## Document section
Tweens and teens


Appropriate discipline demonstrates love :::::::::::::::::::::::::::::::::

Lisa M. Schab, L.C.S.W.

When your child was younger and reached his hand toward the hot stove, you said "No!" without hesitation. When he bit his younger sibling or drove his bike through the neighbor's roses, you put a stop to it immediately and probably doled out a consequence.

As a child gets older, some parents hesitate to continue regular discipline. Warnings about "ruining your child's self-esteem" and "emotional abuse" cause them to back off, afraid of doing harm or being criticized.

What fosters this fear is a confusion between appropriate discipline and emotional abuse. Healthy discipline involves setting suitable limits on a child's behavior, and, if necessary, giving consequences when the limits are breached. Emotional abuse is a manner of speaking and acting toward a child that is rude, cruel, frightening or otherwise out of line.

Children need regular, healthy discipline from adults so they can develop self-discipline. That should not stop just because they are growing taller or starting to voice their own opinions during the preteen and adolescent years. The guidelines below will help you understand the difference between appropriate and abusive.

Setting limits Appropriate means setting limits on a child's behavior for healthy reasons-to protect his safety, help him develop self-discipline and teach respect for others and himself. For young teens, this may include rules about chores, guests, cleanliness, manners, finances, curfew, choice of companions, staying home alone, dating and substance use.

Abusive means setting limits on a child's behavior for selfish or harmful reasons-not letting a teen socialize because the parent wants the child's attention for himself.

Determining consequences Appropriate means setting consequences that are fair and logically follow the wrong behavior. For example, a teen who fails a class is required to give up one night of socializing each week for an additional night of studying. Or, a child who gets caught smoking cigarettes must volunteer with lung cancer patients for one hour a week. Or, a young teen who borrows her sibling's sweater and loses it must apologize, and use her own allowance money to replace it.

(Items from a data source)
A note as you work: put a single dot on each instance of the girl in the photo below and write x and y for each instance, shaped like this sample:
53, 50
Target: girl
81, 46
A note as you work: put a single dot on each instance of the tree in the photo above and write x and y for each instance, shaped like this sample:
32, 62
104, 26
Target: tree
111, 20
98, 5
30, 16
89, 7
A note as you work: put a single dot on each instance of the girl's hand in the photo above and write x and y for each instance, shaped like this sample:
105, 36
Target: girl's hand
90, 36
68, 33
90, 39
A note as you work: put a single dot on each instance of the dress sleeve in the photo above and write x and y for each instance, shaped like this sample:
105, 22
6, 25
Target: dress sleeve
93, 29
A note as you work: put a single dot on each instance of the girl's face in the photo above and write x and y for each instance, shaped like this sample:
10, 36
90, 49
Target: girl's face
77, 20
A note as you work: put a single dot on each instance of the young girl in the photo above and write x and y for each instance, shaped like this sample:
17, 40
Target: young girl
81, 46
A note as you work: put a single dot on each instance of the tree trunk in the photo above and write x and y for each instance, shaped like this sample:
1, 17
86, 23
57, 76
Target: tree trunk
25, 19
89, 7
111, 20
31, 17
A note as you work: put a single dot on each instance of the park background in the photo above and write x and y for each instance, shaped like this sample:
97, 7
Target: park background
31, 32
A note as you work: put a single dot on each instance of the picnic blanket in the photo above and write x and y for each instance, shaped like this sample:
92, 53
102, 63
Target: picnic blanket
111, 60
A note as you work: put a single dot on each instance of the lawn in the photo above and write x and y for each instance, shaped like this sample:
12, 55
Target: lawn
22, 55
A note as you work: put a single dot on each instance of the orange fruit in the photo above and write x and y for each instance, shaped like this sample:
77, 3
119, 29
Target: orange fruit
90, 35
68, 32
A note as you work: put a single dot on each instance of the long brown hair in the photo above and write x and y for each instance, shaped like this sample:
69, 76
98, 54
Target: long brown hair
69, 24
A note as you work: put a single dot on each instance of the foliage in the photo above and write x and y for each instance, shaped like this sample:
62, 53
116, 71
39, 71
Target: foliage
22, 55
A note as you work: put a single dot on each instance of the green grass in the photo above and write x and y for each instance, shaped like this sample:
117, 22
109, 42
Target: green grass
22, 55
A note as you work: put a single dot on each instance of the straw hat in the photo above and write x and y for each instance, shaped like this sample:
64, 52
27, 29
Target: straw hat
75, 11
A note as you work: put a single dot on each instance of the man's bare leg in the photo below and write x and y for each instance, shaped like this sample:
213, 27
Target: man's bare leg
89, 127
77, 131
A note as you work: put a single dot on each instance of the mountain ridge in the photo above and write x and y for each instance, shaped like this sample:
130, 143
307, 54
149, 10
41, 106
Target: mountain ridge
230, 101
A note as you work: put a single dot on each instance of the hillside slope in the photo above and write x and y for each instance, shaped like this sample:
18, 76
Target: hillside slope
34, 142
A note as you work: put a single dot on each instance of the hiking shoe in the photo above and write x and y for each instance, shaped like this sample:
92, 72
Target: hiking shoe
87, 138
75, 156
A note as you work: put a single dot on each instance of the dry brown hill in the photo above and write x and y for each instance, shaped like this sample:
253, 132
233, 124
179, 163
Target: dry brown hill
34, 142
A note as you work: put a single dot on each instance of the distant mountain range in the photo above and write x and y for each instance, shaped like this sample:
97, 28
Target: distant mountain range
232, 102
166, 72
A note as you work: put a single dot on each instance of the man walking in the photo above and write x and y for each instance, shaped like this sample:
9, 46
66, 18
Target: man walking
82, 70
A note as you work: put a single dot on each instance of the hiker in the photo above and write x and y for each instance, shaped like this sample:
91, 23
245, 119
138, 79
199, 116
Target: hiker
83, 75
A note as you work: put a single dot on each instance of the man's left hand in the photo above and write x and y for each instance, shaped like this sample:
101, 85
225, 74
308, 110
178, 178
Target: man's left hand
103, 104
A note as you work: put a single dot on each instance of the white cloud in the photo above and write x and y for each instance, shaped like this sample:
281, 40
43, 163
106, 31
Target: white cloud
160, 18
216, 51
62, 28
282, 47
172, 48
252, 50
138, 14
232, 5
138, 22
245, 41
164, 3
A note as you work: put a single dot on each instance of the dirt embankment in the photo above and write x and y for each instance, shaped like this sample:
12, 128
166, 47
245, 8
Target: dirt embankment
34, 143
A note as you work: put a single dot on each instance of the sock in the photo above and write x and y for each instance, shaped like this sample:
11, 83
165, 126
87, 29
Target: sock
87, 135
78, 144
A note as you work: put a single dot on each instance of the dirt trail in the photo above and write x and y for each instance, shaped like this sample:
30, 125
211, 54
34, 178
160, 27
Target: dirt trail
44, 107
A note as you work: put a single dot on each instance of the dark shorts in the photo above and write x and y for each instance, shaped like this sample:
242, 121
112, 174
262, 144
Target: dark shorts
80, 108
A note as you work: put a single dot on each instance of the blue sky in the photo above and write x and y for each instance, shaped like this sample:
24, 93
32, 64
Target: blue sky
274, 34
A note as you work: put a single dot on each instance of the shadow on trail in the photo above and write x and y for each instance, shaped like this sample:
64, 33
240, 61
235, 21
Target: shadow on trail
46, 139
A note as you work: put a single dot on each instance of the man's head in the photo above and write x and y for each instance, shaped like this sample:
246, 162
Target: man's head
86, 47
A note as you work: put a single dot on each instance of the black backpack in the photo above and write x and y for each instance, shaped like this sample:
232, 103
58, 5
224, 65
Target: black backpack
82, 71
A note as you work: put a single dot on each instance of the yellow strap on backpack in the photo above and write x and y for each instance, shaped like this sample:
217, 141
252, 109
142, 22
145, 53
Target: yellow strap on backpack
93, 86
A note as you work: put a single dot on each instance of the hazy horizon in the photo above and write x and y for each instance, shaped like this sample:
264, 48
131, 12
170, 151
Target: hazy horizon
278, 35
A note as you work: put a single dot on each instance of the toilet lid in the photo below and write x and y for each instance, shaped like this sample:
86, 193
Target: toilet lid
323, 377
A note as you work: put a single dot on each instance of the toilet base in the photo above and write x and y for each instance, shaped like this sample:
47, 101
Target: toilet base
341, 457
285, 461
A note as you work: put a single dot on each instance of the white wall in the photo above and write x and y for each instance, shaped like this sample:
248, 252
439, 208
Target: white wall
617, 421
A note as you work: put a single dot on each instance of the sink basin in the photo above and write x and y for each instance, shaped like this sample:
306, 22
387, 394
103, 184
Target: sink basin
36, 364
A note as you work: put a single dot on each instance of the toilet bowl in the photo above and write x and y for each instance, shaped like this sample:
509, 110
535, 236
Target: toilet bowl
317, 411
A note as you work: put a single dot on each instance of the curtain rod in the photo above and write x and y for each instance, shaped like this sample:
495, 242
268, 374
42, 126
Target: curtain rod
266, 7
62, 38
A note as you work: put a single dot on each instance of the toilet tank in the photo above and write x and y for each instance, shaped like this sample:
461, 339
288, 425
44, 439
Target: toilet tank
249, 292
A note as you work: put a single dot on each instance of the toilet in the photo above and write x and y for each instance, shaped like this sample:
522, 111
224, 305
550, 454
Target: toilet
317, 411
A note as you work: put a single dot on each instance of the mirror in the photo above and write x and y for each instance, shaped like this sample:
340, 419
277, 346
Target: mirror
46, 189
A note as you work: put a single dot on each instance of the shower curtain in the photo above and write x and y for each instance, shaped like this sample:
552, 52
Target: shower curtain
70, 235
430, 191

## Using the information
1. Answer these questions using the article on discipline.
(a) What two things does healthy discipline involve?
(b) What consequence is given for a child caught smoking cigarettes?
(c) What example does the article give of setting limits for selfish reasons?
2. Write the next part of the article on discipline, picking up after its final sentence.
The listing comes from a separate source.

## Answers for the tasks
1.
(a) Setting suitable limits on a child's behavior and, if necessary, giving consequences when the limits are breached.
(b) The child must volunteer with lung cancer patients for one hour a week.
(c) Not letting a teen socialize because the parent wants the child's attention for himself.

2.
Abusive means setting consequences that are too extreme or unfair. This could include grounding a teen for a month as punishment for coming home a few minutes late or forcing a child to quit the basketball team just because he forgets to take out the garbage.

Using love as a tool Appropriate means continuing to love and support your child even when he has behaved badly. This requires differentiating between the teen and his behavior.

It is critical that you constantly let the teen know that, while you may not like what he has done, it in no way diminishes your love for him.

Abusive is withdrawing love because of a mistake or disagreement. This is telling a child that he is no longer loved or threatening to "disown" him, due to his behavior.

Communicating effectively Appropriate means communicating in a calm and steady manner. For example, if it's hard to stay composed when you're angry, calm yourself before talking with your teen about his behavior or giving out consequences so you can express yourself without losing control.

Abusive is communicating in a frightening or violent manner. Threatening a teen, or approaching him with intent to frighten or do physical harm is abusive. It is possible to tell a child he has done something wrong, or that he is grounded, without screaming or being physically aggressive.

Choosing the right words Appropriate means using language that is respectful. You can comment on negative circumstances without being rude. For example, "Your grades were really low this semester, but I have confidence that you can bring them up again. Let's talk about what you need to do to make sure that happens."

Abusive means using language that is demeaning or hurtful. Words that are humiliating, intimidating, sarcastic, or overly critical are abusive. For example: "I can't believe how stupid you are." "Can't you ever do anything right?" "You'll never get anywhere in life at the rate you're going." "Why can't you be more like the Smith kid?"

Rules show you care Appropriate is continuing to set limits and give consequences. They continue to protect and teach your child, and express your love.

Abusive is letting your teen do whatever, wherever and whenever he wants. This is an act of neglect. Although a teen may boast to his friends that he has total freedom, inside he is wondering why his parents don't care.